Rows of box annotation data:
┌──

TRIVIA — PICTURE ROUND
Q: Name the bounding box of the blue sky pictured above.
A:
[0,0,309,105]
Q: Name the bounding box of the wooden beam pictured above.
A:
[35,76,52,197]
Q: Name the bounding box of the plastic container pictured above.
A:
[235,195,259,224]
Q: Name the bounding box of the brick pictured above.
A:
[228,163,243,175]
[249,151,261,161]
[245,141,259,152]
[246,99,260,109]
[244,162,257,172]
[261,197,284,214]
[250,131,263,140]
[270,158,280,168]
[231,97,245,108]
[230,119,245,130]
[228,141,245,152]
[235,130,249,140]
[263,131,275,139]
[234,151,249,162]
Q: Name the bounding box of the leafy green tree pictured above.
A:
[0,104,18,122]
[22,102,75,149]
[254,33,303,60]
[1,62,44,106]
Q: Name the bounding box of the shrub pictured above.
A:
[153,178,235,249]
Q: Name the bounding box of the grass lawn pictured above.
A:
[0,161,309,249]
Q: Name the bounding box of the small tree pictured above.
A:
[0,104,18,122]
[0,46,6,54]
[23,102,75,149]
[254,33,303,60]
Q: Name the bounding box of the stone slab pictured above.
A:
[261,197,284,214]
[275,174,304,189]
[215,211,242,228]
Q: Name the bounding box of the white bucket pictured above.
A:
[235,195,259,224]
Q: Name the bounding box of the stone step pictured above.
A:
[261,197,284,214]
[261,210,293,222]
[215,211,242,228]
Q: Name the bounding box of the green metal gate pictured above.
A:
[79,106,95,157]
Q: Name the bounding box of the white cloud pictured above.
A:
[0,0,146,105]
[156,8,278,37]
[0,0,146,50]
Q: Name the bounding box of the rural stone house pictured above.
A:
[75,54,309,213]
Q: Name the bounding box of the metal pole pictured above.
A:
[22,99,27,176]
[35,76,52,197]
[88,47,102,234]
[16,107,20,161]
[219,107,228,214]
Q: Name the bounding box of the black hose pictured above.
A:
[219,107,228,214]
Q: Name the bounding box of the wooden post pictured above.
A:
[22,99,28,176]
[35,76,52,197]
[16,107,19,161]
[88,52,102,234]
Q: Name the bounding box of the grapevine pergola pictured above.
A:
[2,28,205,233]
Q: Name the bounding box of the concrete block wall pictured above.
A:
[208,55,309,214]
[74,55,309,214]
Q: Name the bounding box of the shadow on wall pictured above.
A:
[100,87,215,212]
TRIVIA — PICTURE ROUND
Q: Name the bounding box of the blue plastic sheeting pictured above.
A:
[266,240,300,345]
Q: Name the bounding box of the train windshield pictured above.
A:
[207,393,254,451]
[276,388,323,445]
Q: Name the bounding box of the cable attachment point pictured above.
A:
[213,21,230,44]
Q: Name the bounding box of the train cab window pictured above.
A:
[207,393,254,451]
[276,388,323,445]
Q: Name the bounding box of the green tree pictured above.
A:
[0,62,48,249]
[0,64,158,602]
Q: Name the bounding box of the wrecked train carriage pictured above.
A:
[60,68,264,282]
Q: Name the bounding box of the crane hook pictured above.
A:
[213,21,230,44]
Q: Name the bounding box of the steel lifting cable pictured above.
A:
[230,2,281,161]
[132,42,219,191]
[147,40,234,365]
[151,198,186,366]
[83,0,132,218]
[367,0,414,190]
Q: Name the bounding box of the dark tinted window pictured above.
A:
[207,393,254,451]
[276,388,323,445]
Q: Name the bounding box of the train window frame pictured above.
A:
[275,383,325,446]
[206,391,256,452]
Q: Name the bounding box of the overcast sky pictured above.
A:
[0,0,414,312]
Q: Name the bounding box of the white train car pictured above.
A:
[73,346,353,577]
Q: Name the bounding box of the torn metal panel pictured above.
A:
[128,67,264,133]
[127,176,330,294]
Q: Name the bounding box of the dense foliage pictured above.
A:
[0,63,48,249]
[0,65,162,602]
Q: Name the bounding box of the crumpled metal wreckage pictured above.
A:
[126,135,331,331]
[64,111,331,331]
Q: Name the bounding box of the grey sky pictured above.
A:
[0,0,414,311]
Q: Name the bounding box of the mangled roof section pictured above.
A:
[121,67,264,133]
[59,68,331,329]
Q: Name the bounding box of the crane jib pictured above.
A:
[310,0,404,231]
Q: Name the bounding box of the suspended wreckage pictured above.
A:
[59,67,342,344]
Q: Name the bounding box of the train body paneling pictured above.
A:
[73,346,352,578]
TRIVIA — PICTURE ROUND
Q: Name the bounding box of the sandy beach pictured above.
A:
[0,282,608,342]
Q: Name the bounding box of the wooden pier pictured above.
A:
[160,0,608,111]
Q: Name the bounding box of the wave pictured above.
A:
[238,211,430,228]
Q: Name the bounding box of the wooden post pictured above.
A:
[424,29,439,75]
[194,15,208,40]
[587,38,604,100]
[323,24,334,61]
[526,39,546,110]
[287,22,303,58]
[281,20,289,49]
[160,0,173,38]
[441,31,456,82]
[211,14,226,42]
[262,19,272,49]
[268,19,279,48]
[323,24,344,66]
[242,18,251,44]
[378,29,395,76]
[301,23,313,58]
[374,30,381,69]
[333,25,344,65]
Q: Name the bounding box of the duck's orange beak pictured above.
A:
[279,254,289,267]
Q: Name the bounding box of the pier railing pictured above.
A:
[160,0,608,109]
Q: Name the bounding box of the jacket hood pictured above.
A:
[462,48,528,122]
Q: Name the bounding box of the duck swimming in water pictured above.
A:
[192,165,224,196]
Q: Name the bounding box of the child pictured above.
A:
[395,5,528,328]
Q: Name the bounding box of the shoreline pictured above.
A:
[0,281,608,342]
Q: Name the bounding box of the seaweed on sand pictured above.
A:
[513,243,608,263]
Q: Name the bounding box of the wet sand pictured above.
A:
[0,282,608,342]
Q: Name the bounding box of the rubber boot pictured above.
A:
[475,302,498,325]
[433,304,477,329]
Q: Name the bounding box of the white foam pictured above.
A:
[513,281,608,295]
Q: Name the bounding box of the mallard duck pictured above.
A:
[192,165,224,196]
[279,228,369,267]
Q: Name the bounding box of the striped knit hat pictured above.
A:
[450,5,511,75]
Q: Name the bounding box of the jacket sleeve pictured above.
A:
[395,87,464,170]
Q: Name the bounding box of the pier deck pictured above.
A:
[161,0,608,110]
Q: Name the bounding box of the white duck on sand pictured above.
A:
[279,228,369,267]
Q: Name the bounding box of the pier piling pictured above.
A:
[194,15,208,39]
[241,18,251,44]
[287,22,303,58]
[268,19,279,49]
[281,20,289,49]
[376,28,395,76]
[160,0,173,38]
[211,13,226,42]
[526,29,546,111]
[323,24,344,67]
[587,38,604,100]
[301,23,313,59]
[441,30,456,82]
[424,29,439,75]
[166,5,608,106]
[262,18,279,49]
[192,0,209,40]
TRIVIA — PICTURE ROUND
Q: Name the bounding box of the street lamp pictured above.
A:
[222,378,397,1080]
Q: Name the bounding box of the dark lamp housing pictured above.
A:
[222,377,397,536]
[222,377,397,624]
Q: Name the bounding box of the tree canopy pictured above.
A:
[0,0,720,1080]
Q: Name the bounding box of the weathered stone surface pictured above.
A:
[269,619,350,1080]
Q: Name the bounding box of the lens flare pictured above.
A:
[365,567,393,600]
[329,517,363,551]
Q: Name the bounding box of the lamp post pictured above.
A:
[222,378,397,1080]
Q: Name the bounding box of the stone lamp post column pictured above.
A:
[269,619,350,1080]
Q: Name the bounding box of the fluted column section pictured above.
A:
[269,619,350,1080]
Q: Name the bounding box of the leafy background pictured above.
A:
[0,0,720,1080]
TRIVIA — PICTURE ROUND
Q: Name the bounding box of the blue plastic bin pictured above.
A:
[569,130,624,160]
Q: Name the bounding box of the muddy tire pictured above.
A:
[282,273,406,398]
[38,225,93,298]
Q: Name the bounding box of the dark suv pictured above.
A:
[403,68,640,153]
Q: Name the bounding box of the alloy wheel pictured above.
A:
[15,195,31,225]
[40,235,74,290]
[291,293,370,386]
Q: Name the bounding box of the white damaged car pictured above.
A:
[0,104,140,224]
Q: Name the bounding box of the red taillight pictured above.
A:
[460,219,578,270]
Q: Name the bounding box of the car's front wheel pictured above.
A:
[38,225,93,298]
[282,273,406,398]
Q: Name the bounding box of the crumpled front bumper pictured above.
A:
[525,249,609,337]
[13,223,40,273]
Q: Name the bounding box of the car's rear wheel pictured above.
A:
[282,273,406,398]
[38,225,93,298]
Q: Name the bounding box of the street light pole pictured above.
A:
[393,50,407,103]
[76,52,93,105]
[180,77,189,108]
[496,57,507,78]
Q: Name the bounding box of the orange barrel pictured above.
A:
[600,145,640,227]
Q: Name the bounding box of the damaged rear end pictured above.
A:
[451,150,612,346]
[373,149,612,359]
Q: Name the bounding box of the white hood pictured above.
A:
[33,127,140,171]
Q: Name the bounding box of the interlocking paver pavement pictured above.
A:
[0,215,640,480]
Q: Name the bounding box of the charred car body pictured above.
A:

└──

### What the task requires
Rewrite the entries from the line with "Q: Name the bounding box of the tree" through the line with "[329,517,363,551]" as a Markdown table with the columns Row and Line, numbering each line and leaving out blank ones.

### Problem solution
| Row | Line |
|---|---|
| 1 | Q: Name the bounding box of the tree canopy pictured above. |
| 2 | A: |
| 3 | [0,0,720,1080] |
| 4 | Q: Name the bounding box of the weathered stone surface pictured above. |
| 5 | A: |
| 6 | [269,619,350,1080] |
| 7 | Q: Name the bounding box of the lens flare pictured above. |
| 8 | A: |
| 9 | [365,567,393,600] |
| 10 | [329,517,363,551] |